> _WHAT IS ASKED_
Update the judgment excerpt from "Ground 22: As" up to and including "upon the result." by writing that passage out again with "warning" changed to "caution".

> _TEXT PROVIDED_
#####

Other grounds of appeal concerning the merits of the forfeiture

[27] It is not necessary to discuss the numerous other grounds of appeal in the District Court which raised only evidentiary and factual questions, none of which arguably rose as high as an error of law. In relation to other grounds of appeal to the District Court which might arguably have raised questions of law I will make some brief observations:

Ground 3: This ground did not allege any particular error in the decision of the Magistrate to exclude the evidence upon which Ms Robertson sought to rely and nor did Ms Robertson submit or provide particulars of the submission that the excluded evidence would have been admissible in the Magistrates Court.

Ground 22: As to the first aspect of ground 22, the ground raised a question of fact rather than law; as to the second aspect of the ground, there is no reason to think that the Magistrate was obliged to give any warning to a particular witness or that the failure to give any such warning amounted to an error of law, or error of law which had bearing upon the result.

Ground 11: The “evidence relating to second respondent’s campaign against the appellant” was irrelevant to the issues before the Magistrate.

Ground 13: As the primary judge pointed out, ground 13 was one of many of the grounds of appeal to that Court which was so vague as to convey no real meaning An error of law might be found in a refusal by a Magistrate to consider relevant evidence, but that it is not what the ground alleges. Ms Robertson did not identify any relevant evidence which the Magistrate refused to consider.

Ground 18: An error of law might be found in an unjustifiable restriction on a cross examination, but Ms Robertson did not identify any unjustifiable restriction on cross examination.

Ground 28: Ms Robertson’s complaint under this ground was that the Magistrate wrongly restricted himself by focussing upon the reasonableness of the Inspector’s beliefs. So far as the validity of the seizure was concerned, the Magistrate was right to focus attention upon those issues. That was required by the terms of s 144(1) of the Act. It is also apparent that the Magistrate appropriately focussed both upon the reasonableness of the beliefs of the Inspector relating to forfeiture, as required by the terms of s 154(2)(c), and also found that on the whole of the evidence in the appeal the forfeiture was reasonable.

Grounds 45 and 46: These grounds asserted that the Magistrate was biased and had protected the witnesses from being exposed as liars. No particulars were given and no basis appeared for these contentions. They were appropriately crossed out in the amended notice of appeal to the District Court.

Ground 52: Ms Robertson gave no particulars of the allegations of bias or interference with or intimidation of her witnesses.

[28] In argument on the application in this Court, Ms Robertson emphasised the failure of the Inspector or others to properly identify the dogs by micro-chipping each dog or otherwise. She argued that this led to difficulties in the identification of those dogs in the subsequent proceedings. The record does not support Ms Robertson’s argument that any difficulty in identification of a particular dog was productive of a miscarriage of justice. Her arguments raised only evidentiary and factual questions. They could not justify an appeal to this Court from the decision in the District Court in an appeal concerned only with questions of law.

#####

> _Entries from a dataset_
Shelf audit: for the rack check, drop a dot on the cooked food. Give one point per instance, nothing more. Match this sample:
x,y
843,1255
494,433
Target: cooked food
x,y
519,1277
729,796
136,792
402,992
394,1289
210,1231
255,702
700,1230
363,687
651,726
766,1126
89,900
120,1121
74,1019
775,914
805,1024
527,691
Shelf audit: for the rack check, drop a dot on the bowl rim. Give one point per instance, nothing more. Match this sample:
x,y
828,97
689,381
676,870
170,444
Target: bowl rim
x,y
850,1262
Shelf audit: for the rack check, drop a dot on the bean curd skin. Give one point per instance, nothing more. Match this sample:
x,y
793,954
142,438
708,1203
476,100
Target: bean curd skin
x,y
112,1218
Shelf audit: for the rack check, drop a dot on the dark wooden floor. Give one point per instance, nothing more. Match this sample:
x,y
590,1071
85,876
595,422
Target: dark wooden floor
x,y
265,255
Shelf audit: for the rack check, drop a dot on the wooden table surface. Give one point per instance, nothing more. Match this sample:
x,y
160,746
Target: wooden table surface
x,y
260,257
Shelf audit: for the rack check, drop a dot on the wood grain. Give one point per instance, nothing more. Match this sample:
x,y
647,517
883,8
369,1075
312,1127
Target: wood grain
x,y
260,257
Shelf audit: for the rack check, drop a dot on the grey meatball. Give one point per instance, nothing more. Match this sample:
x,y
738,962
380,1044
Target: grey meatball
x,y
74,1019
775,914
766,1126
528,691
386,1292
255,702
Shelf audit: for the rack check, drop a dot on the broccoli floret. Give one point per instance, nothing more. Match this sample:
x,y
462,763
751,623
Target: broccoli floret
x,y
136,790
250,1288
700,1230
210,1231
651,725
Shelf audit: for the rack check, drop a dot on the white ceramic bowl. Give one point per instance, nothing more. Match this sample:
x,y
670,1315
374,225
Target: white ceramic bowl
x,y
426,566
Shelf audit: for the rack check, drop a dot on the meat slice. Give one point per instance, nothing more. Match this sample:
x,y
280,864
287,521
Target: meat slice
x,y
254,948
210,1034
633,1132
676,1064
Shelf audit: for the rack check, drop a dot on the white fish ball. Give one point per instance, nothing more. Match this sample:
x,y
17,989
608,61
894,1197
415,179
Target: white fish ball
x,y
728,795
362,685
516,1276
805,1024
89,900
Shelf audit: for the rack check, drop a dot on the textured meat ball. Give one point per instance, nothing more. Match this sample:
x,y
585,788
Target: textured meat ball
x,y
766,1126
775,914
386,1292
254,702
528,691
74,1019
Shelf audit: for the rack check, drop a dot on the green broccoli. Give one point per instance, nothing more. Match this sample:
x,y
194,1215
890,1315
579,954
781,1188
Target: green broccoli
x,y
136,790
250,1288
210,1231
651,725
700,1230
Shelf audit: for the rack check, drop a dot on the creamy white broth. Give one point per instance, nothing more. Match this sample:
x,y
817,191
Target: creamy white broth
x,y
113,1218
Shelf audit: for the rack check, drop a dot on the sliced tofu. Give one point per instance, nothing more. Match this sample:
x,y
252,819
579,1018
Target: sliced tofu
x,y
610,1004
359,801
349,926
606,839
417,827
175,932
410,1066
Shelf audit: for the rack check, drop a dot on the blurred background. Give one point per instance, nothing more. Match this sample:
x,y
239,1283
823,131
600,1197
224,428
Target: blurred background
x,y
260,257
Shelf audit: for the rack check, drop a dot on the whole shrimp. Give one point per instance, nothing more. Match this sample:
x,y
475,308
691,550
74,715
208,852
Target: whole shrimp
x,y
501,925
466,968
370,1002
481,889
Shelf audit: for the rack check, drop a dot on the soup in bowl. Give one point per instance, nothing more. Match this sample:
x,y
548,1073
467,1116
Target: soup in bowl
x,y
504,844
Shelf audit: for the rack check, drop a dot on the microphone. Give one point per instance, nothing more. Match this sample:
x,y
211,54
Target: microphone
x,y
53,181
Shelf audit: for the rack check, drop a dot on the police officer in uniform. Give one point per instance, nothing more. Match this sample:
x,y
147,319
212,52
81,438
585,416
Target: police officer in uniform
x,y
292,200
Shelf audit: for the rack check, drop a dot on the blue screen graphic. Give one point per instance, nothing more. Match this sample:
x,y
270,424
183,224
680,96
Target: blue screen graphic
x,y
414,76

#####

> _CORRECT ANSWER_
Ground 22: As to the first aspect of ground 22, the ground raised a question of fact rather than law; as to the second aspect of the ground, there is no reason to think that the Magistrate was obliged to give any caution to a particular witness or that the failure to give any such caution amounted to an error of law, or error of law which had bearing upon the result.